‘It’s all hands on deck’
Admin turned nurse says Stamford Hospital has pulled together
STAMFORD — Before the new coronavirus outbreak, Irene Furlong held an administrative role at Stamford Hospital.
Now, she puts on a full set of personal protective equipment and swabs sick patients from 8 a.m. to 4 p.m., collecting samples that will be tested for the virus caused by COVID-19.
“It’s all hands on deck to serve the patients in the community,” said Furlong, the director of Clinical Services at Stamford Health Medical Group.
The drive-thru facility at Stamford Hospital has operated for over a week now, and Furlong said she and her team are seeing about 100 people a day, for a total of 450 last week. The increase in testing is exactly what she hoped to see as the public-health messages got out to the community.
And “the more we test, the more positive cases we’re going to see,” she said.
Her team of of nurses, security staff and lab personnel — people who rarely would have interacted or worked together before — have united so well “you would think they had done this for 20 years,” Furlong said.
Amid rising concerns of hospital supply shortages, the drive-thru operation has not yet been impacted, she said.
“Right now, we have all the supplies we need to be functioning in a safe environment,” she said. “We have what’s needed to do our jobs.”
Gloves are a crucial part of that safe environment, essential as the novel coronavirus is spreading more quickly than other infectious diseases.
Furlong remembers having an administrative nursing role at Stamford Hospital when the Ebola outbreak happened.
“What we’re seeing now is that it’s far more contagious than other viruses and outbreaks over the years,” she said.
Still, potentially being exposed to COVID-19 at work does not bother her: At the hospital, she has access to personal protective equipment and the hospital has restricted visiting and screens everyone for symptoms.
“We have a high level of confidence,” Furlong said. “But at the grocery store? Who knows.”
She gave a vote of lowconfidence to the information that people are seeing online — unscientific, inaccurate information that nonetheless scares people.
On Facebook and Instagram, she has seen inaccurate numbers of how many people are dying and home remedies to keep people from getting the novel coronavirus.
In part, that is because the disease is new and there are still many unknowns.
“We have to put our trust in our health care system,” she said. “This is so widespread and it’s affecting everyone, in every community and every state.”
Furlong said she hopes people keep things in perspective, remain calm, take care of themselves and protect themselves.
“There are some rough patches, but we’ll get through this,” she said.
To continue following orders to stay home while staying sane, Furlong said she generally tries to keep up her routines by finding different ways to do them, such as going on walks and runs when she cannot go to the gym.
Furlong said she has taken comfort in the community response she has experienced first-hand, and the way in which being told to stay away from each other has brought people closer together.
“Out here on the forefront, patients are so appreciative and thankful and have been so kind to all the nurses and staff working there,” she said. “They have acknowledged that this is our job as a health care professional, but they see it as going above and beyond. To me that’s very heartwarming.”

Set of tasks:
a: Write out the part of the Stamford Hospital article from "Now, she puts" to "to the community.".
b: According to the Stamford Hospital article, how many people did Furlong's team see at the drive-thru facility last week?

Listed records:
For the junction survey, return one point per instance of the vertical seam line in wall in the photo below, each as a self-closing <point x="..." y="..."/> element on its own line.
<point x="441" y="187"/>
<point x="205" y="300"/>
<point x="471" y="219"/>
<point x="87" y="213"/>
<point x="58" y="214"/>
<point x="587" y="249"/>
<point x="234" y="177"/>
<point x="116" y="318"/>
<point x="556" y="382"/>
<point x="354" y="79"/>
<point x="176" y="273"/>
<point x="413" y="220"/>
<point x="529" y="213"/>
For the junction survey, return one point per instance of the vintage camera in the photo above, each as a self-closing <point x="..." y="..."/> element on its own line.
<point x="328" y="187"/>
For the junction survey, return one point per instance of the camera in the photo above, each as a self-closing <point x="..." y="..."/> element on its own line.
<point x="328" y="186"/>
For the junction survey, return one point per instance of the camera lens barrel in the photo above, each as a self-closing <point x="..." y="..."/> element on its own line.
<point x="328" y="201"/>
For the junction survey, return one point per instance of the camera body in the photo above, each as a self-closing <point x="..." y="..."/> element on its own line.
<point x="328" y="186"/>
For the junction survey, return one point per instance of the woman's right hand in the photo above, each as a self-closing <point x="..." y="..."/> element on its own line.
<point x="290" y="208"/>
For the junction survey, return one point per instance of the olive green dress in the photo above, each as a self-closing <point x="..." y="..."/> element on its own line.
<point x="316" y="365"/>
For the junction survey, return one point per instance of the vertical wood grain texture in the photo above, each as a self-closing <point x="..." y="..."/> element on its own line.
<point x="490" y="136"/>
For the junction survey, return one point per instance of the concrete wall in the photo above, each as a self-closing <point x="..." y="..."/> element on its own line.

Exercise answers:
a:
Now, she puts on a full set of personal protective equipment and swabs sick patients from 8 a.m. to 4 p.m., collecting samples that will be tested for the virus caused by COVID-19.
“It’s all hands on deck to serve the patients in the community,” said Furlong, the director of Clinical Services at Stamford Health Medical Group.
The drive-thru facility at Stamford Hospital has operated for over a week now, and Furlong said she and her team are seeing about 100 people a day, for a total of 450 last week. The increase in testing is exactly what she hoped to see as the public-health messages got out to the community.

b: 450 people.